Exercise task:
Begin at the line that has "Drop a pin on the window, one" and go through the final line. Copy those lines out again, putting "Label" everywhere "Target" appears and changing nothing else.

--- start of Dataset entries ---

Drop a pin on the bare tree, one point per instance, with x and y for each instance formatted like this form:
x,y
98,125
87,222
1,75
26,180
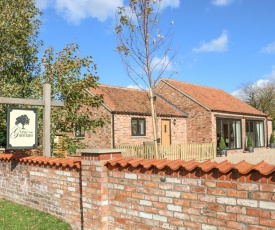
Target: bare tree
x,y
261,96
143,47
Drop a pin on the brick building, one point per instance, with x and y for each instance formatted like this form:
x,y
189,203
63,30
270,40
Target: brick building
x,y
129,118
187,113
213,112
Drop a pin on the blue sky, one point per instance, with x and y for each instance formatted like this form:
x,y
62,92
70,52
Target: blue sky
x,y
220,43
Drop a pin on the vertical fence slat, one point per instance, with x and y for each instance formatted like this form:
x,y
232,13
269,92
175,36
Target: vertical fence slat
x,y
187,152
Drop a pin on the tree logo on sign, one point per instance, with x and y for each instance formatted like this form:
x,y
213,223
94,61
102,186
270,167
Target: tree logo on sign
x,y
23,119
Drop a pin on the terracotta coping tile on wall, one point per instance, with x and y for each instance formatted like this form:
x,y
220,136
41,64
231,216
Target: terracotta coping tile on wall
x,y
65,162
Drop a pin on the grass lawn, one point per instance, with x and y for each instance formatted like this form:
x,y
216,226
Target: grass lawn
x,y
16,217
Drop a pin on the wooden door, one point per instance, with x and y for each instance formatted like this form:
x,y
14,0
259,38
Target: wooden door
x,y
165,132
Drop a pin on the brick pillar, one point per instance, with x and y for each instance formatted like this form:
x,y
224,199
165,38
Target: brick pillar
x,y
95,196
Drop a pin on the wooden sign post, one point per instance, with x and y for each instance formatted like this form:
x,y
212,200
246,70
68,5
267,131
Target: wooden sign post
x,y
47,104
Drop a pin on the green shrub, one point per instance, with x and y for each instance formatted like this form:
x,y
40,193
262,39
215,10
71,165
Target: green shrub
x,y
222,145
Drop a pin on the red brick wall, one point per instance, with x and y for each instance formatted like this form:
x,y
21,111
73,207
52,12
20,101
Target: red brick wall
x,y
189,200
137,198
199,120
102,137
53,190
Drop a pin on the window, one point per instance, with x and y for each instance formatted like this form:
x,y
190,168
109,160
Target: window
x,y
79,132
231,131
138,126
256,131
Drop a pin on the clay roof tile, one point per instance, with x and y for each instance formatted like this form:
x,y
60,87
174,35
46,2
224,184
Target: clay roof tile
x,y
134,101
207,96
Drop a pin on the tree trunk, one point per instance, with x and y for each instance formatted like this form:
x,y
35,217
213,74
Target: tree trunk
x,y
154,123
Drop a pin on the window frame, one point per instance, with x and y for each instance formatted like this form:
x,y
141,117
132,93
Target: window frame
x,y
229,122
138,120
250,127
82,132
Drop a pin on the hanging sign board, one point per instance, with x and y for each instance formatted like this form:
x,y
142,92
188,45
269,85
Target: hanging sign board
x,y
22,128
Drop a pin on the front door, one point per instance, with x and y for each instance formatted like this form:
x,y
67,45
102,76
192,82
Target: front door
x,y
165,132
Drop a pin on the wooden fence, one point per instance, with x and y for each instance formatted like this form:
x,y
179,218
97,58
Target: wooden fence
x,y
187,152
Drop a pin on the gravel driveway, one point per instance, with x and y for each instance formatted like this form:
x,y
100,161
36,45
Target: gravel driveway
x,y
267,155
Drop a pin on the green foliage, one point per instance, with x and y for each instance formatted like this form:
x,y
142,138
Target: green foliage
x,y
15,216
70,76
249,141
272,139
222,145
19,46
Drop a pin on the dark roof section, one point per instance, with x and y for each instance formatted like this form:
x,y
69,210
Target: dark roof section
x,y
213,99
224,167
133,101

--- end of Dataset entries ---

Finished task:
Drop a pin on the window, one point per instance, with x and y for each instance formatted like this form:
x,y
190,168
109,160
Label: window
x,y
79,132
231,131
138,126
256,131
Drop a pin on the clay roof tile, one point per instance, with x and y for each instance formatted like this form:
x,y
60,87
174,35
46,2
224,184
Label: clay roof tile
x,y
134,101
207,96
Drop a pin on the tree trunk, one point per instance, with x and y for each instance formatted like this form:
x,y
35,217
213,74
Label: tree trunk
x,y
154,123
Drop a pin on the window frame, one point per instance, with x and y for each instance formatted like this form:
x,y
141,117
132,93
Label: window frame
x,y
229,122
138,120
250,127
82,132
Drop a pin on the hanging sign board, one point per instance, with x and y for each instance formatted like this form:
x,y
142,92
188,45
269,85
Label: hanging sign board
x,y
22,128
Drop a pin on the front door, one point per instance, with x and y for each instance formatted like this form:
x,y
67,45
102,76
192,82
Label: front door
x,y
165,132
Drop a pin on the wooden fence, one point per instance, with x and y for each instance formatted like this form:
x,y
179,218
97,58
Label: wooden fence
x,y
187,152
Drop a pin on the gravel driveway, one point per instance, with x and y for each instance formatted like this form:
x,y
100,161
36,45
Label: gravel driveway
x,y
267,155
Drop a pin on the green foliage, one point per instance, with x and y for each instance formatted like this form:
x,y
142,138
Label: green foliage
x,y
15,216
70,76
249,141
272,139
222,145
19,46
Drop a pin on the dark roof section, one point per instance, with x and y for each instance formatted like this form:
x,y
69,210
Label: dark roof section
x,y
213,99
224,167
133,101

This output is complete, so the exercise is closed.